(Items from a dataset)
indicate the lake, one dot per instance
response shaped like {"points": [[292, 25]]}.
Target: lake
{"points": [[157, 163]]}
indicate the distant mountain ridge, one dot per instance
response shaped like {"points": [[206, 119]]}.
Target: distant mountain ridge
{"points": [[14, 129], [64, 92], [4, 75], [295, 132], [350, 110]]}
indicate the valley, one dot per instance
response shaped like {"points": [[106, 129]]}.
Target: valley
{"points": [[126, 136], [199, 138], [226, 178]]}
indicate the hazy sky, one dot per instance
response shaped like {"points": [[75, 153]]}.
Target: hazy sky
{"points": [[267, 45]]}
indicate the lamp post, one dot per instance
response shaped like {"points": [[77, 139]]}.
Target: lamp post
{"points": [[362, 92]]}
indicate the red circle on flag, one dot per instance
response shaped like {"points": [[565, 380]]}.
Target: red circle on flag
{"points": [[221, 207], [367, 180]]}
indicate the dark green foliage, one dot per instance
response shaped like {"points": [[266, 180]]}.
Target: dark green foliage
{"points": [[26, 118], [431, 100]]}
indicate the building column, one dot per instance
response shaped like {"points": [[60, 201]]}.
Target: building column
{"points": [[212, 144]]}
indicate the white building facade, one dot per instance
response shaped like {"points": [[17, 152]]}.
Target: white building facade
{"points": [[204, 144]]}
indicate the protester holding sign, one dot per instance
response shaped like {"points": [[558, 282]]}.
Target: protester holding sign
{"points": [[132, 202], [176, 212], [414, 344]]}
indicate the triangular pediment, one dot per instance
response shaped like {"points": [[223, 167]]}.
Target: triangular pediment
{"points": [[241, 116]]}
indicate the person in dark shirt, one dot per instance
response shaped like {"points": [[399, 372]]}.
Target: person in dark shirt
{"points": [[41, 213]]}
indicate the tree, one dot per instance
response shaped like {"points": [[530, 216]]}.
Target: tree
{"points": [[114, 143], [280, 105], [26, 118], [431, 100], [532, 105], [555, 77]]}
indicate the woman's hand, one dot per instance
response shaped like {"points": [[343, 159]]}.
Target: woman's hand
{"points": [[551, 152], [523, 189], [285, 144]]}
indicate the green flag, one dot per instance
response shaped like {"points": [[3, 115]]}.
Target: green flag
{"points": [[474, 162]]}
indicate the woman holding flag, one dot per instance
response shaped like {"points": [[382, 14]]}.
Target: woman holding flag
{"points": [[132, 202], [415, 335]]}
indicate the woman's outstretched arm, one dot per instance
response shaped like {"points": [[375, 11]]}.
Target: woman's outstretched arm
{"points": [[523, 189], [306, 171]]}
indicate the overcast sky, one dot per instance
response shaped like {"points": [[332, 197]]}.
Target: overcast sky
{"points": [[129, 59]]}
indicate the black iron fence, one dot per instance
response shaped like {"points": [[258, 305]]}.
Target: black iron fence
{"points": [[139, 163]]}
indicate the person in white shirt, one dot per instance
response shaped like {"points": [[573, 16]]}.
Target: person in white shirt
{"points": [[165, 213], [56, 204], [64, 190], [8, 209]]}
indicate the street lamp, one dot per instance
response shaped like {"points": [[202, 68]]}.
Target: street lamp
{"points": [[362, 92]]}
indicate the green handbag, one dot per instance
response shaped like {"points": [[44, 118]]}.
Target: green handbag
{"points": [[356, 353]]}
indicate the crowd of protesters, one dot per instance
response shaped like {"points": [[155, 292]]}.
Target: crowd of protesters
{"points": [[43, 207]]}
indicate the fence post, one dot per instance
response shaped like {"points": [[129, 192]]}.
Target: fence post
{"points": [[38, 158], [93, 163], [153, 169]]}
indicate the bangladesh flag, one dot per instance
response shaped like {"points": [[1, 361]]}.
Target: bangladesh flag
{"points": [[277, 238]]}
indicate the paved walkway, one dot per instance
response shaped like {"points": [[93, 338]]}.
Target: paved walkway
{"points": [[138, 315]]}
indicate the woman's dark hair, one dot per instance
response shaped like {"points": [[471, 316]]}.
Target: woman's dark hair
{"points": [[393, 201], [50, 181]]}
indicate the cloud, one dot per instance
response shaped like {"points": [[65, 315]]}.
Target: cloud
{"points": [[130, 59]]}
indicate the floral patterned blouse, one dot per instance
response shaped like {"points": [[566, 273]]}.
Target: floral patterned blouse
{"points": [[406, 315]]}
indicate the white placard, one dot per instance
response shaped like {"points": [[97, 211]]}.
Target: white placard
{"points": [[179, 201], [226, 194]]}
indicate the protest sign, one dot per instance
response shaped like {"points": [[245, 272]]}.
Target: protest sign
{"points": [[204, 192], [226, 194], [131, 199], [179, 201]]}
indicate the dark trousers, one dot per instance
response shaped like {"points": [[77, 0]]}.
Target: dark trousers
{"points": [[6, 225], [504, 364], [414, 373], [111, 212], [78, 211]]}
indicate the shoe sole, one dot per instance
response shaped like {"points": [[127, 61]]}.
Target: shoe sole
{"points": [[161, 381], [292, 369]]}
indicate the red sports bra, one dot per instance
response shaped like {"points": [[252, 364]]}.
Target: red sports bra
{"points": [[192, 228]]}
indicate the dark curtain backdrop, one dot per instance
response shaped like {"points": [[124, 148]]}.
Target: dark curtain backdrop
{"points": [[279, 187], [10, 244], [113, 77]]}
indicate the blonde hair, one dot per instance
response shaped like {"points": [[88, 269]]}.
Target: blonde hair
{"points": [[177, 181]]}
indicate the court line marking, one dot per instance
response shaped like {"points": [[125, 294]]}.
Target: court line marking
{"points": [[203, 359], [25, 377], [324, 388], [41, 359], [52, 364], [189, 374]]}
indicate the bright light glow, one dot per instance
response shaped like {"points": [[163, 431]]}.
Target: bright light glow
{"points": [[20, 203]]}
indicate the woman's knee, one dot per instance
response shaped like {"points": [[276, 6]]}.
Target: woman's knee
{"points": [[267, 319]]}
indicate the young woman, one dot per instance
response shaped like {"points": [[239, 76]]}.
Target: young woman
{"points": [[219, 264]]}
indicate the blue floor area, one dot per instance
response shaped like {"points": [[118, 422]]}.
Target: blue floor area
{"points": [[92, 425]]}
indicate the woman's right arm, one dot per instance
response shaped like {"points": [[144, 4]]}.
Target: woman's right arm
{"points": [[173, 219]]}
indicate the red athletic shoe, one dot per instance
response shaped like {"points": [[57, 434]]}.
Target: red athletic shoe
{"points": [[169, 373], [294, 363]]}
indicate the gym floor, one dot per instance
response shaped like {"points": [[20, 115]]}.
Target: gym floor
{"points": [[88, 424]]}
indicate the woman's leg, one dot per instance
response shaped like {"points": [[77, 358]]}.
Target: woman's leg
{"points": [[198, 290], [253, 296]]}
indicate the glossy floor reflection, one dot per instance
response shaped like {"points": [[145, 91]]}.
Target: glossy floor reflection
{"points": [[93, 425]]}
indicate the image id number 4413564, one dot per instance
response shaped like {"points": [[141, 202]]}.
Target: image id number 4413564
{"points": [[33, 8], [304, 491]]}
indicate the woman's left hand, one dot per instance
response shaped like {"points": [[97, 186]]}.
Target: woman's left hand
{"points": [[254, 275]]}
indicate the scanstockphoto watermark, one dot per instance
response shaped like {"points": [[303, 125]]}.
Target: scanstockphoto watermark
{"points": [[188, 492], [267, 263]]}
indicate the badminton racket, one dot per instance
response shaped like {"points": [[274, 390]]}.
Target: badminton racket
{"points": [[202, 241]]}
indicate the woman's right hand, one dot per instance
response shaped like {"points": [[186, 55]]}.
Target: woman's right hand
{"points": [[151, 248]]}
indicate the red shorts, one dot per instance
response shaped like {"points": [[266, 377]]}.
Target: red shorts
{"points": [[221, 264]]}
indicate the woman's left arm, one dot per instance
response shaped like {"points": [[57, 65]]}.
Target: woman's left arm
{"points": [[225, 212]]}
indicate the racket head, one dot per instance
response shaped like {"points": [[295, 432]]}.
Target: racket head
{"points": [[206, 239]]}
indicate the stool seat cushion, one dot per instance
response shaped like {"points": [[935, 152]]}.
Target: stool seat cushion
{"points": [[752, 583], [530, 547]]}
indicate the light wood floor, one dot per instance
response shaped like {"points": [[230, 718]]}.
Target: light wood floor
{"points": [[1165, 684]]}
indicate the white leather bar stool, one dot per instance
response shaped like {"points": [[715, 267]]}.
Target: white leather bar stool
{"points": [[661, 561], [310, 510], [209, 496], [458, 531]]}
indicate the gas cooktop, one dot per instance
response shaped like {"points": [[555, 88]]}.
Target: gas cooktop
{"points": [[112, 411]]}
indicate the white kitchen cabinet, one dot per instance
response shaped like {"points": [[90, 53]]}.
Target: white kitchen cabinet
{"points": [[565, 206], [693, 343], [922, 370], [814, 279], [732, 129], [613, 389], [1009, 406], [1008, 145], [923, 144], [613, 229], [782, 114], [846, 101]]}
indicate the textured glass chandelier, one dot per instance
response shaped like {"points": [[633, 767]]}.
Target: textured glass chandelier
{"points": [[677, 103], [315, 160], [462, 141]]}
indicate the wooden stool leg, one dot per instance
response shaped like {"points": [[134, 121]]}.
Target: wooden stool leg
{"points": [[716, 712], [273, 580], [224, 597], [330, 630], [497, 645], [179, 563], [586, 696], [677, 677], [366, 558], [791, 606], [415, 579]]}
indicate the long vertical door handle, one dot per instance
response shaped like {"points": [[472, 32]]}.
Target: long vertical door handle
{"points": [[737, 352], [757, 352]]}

### [Problem statement]
Above are the records; copy exactly the lines from the line with "Target: crowd of protesters" through the line with "indicate the bangladesh", both included.

### [Reply to the task]
Target: crowd of protesters
{"points": [[43, 207]]}
indicate the fence post, one dot per instance
response shaped like {"points": [[129, 192]]}.
Target: fence post
{"points": [[38, 158], [93, 163], [153, 169]]}
indicate the bangladesh flag, one dot per instance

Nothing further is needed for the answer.